- **STATED EXERCISE**: Reproduce the part of the records below that opens with the line containing "For every instance of the cow head, imagine" and runs through the end of the records, with every line unchanged.

** BEGIN **

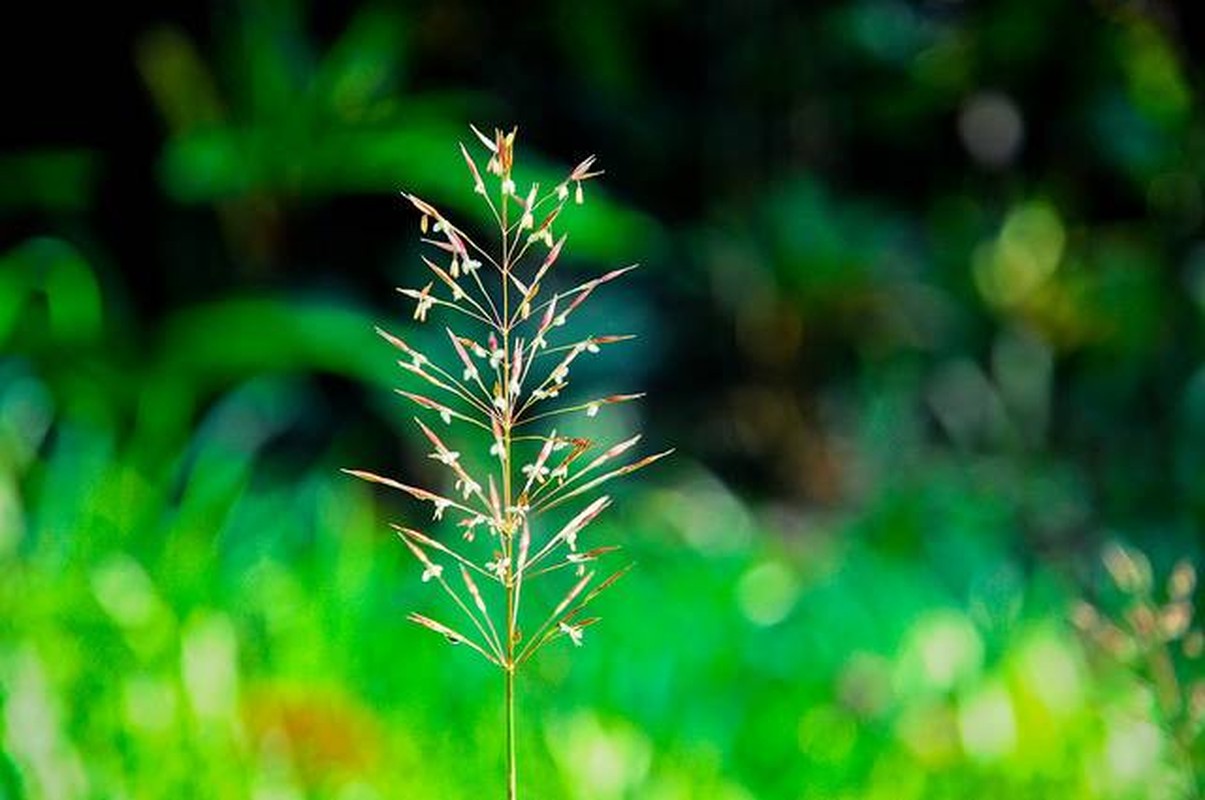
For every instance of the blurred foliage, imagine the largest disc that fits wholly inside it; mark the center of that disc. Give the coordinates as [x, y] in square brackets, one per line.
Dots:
[922, 312]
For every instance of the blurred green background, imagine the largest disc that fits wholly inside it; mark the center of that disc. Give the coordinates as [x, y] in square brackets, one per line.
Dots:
[921, 309]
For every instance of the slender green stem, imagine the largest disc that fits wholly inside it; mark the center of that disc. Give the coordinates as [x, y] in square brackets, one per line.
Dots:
[509, 666]
[511, 766]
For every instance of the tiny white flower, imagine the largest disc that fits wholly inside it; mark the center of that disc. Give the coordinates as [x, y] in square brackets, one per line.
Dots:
[534, 474]
[572, 631]
[500, 566]
[466, 487]
[424, 303]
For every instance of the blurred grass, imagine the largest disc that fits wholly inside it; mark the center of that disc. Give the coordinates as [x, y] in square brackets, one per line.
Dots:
[192, 621]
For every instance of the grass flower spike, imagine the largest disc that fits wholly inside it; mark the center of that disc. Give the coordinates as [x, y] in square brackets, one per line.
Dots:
[499, 394]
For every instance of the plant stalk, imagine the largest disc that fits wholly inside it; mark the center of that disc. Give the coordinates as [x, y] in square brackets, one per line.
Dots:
[511, 766]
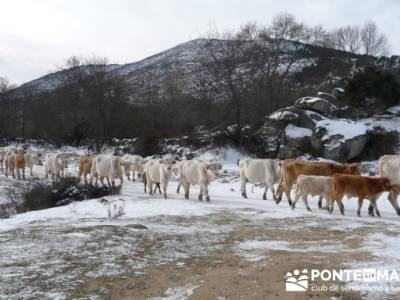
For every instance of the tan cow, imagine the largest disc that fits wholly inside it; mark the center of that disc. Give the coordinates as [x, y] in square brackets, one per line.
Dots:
[315, 186]
[291, 169]
[85, 167]
[362, 187]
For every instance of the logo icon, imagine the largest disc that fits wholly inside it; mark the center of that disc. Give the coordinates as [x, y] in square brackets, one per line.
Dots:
[297, 281]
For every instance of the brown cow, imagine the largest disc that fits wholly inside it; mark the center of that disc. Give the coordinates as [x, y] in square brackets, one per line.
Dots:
[362, 187]
[145, 184]
[85, 165]
[291, 169]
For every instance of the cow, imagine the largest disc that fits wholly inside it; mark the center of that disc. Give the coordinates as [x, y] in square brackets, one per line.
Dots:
[15, 160]
[159, 170]
[389, 166]
[362, 187]
[85, 167]
[315, 186]
[291, 169]
[54, 165]
[133, 163]
[32, 159]
[145, 184]
[266, 171]
[202, 173]
[107, 166]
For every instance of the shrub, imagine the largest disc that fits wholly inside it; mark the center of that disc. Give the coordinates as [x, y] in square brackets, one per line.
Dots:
[36, 196]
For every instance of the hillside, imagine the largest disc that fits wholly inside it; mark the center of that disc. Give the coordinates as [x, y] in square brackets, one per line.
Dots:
[317, 68]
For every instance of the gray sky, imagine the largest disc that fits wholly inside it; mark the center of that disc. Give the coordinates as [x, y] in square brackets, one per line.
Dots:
[36, 36]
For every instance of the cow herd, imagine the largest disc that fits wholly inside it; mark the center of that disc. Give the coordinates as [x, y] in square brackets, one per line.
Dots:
[329, 181]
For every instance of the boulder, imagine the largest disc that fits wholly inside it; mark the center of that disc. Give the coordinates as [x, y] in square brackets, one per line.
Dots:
[296, 116]
[316, 104]
[295, 141]
[339, 139]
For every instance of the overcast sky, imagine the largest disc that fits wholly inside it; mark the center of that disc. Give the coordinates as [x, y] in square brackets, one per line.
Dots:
[36, 36]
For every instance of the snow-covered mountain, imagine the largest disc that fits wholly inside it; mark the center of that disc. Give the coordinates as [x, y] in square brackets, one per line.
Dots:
[320, 67]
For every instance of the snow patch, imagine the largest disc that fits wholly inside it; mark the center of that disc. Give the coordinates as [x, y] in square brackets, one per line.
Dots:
[297, 132]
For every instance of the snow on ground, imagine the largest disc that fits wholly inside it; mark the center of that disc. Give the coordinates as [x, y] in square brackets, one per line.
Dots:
[297, 132]
[45, 254]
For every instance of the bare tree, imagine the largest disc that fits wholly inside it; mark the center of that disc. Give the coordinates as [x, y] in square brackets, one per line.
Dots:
[372, 41]
[5, 85]
[346, 38]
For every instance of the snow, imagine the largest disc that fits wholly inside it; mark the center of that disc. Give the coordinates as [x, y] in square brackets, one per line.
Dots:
[297, 132]
[346, 128]
[286, 115]
[45, 254]
[178, 293]
[394, 109]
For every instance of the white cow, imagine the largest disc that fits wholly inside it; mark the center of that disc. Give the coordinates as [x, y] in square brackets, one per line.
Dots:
[107, 166]
[315, 186]
[192, 172]
[389, 166]
[133, 163]
[55, 164]
[2, 155]
[159, 170]
[31, 159]
[266, 171]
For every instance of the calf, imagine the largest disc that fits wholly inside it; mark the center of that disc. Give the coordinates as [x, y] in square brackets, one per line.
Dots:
[266, 171]
[291, 169]
[362, 187]
[31, 159]
[202, 173]
[158, 170]
[133, 163]
[145, 184]
[15, 160]
[107, 166]
[315, 186]
[85, 167]
[54, 166]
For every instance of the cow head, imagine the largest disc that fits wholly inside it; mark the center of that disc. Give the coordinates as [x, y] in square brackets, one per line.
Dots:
[213, 168]
[352, 169]
[167, 164]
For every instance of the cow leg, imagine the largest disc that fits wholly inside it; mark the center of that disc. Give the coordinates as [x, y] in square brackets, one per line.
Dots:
[289, 198]
[296, 198]
[320, 202]
[164, 187]
[205, 191]
[375, 205]
[306, 202]
[243, 182]
[360, 202]
[273, 191]
[265, 193]
[340, 204]
[393, 201]
[201, 194]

** END **

- **ANSWER TO THIS EXERCISE**:
For every instance of the cow head, imagine the largest disc that fits wholly inside it; mark the center of that disc. Give the coordinates as [x, y] in square brackets, one per line.
Dots:
[213, 168]
[352, 169]
[167, 164]
For every instance of the cow leg, imagine the largest disc that fits wholly inside it; mark the center of that disc. Give the coordinates as [x, y] in square brackets, one per line.
Dots:
[289, 198]
[296, 198]
[320, 202]
[164, 187]
[205, 191]
[375, 205]
[306, 202]
[243, 182]
[360, 202]
[273, 191]
[265, 193]
[340, 204]
[393, 201]
[201, 194]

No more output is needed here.